▶ **Set task**:
Rewrite the lines below, putting "image coordinates" in place of every "pixel coordinates" and changing nothing else.

▶ **Dataset records**:

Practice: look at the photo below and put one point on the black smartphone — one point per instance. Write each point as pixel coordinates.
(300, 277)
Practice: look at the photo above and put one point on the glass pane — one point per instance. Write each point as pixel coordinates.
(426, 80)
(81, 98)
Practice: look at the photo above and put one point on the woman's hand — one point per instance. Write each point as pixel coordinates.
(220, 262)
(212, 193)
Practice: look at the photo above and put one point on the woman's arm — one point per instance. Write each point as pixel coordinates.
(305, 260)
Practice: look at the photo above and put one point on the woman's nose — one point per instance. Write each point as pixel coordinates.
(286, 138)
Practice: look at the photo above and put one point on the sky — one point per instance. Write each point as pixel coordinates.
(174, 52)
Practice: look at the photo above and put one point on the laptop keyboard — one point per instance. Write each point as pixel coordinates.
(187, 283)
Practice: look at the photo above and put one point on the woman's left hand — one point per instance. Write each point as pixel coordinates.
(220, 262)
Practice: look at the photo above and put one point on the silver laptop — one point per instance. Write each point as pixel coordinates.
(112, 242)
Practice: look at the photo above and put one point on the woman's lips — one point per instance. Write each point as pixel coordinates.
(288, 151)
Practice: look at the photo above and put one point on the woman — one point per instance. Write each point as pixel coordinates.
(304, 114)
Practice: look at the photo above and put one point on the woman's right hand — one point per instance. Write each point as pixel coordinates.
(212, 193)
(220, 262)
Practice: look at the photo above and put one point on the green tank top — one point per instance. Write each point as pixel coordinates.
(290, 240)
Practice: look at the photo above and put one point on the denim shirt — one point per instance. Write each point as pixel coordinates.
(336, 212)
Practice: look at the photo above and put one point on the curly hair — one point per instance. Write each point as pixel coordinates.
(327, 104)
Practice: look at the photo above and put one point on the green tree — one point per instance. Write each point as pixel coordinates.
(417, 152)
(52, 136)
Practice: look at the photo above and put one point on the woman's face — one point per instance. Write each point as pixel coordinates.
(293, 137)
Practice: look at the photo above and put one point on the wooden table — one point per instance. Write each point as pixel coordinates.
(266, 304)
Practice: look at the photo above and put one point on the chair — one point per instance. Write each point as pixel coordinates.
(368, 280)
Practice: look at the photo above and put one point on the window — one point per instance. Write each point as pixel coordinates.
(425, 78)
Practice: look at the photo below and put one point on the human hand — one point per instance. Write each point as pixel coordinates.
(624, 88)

▶ **Correct answer**:
Practice: look at the photo below and put one point on the black smartphone — one point per instance. Write each point as image coordinates.
(300, 277)
Practice: look at the photo above and put one point on the glass pane — one point per instance. Write each point as image coordinates.
(426, 80)
(81, 98)
Practice: look at the photo above and put one point on the woman's hand — one point per instance. Write each point as image coordinates.
(220, 262)
(212, 193)
Practice: look at the photo above and put one point on the woman's arm — one point per instance. Write each point as image coordinates.
(305, 260)
Practice: look at the photo above and put one point on the woman's nose — one point per instance. Write each point as image coordinates.
(286, 138)
Practice: look at the photo above and put one point on the sky — one point per instance. Write each point as image coordinates.
(174, 52)
Practice: look at the photo above and put one point on the laptop keyboard — one point per instance. Write each point as image coordinates.
(187, 283)
Practice: look at the photo above and put one point on the woman's left hand — one point per instance. Write each point as image coordinates.
(220, 262)
Practice: look at the photo above and put one point on the silver laptop — one point per instance. Write each point as image coordinates.
(112, 242)
Practice: look at the photo above and put one point on the woman's lips — one point per instance. Write each point as image coordinates.
(288, 151)
Practice: look at the photo above and put one point on the woman — one point per instance. Write each point as image coordinates.
(304, 114)
Practice: look at the photo above and put one point on the woman's right hand — one point per instance. Write each point as image coordinates.
(212, 193)
(220, 262)
Practice: look at the photo above and put one point on the green tank top — one point per instance. Write each point as image coordinates.
(290, 240)
Practice: look at the photo above and put one point on the denim shirt — one point per instance. Write each point as image coordinates.
(336, 212)
Practice: look at the photo above and put one point on the curly hair — one point per instance. Write each point as image coordinates.
(327, 104)
Practice: look at the photo above and put one point on the green tree — one point per instance. Write each point as image coordinates.
(417, 152)
(52, 136)
Practice: look at the photo above and put one point on the woman's face — one point per instance. Write each point as image coordinates.
(293, 137)
Practice: look at the photo above and put one point on the wooden table — one point per instance. Write each point as image coordinates.
(266, 304)
Practice: look at the photo above and put one point on the chair — one point per instance. Write each point as image coordinates.
(368, 280)
Practice: look at the photo above and put one point on the window — one point per instance. Write each point as image coordinates.
(425, 78)
Practice: look at the photo below and put one point on the human hand — one point per instance. Write each point as image coordinates.
(624, 88)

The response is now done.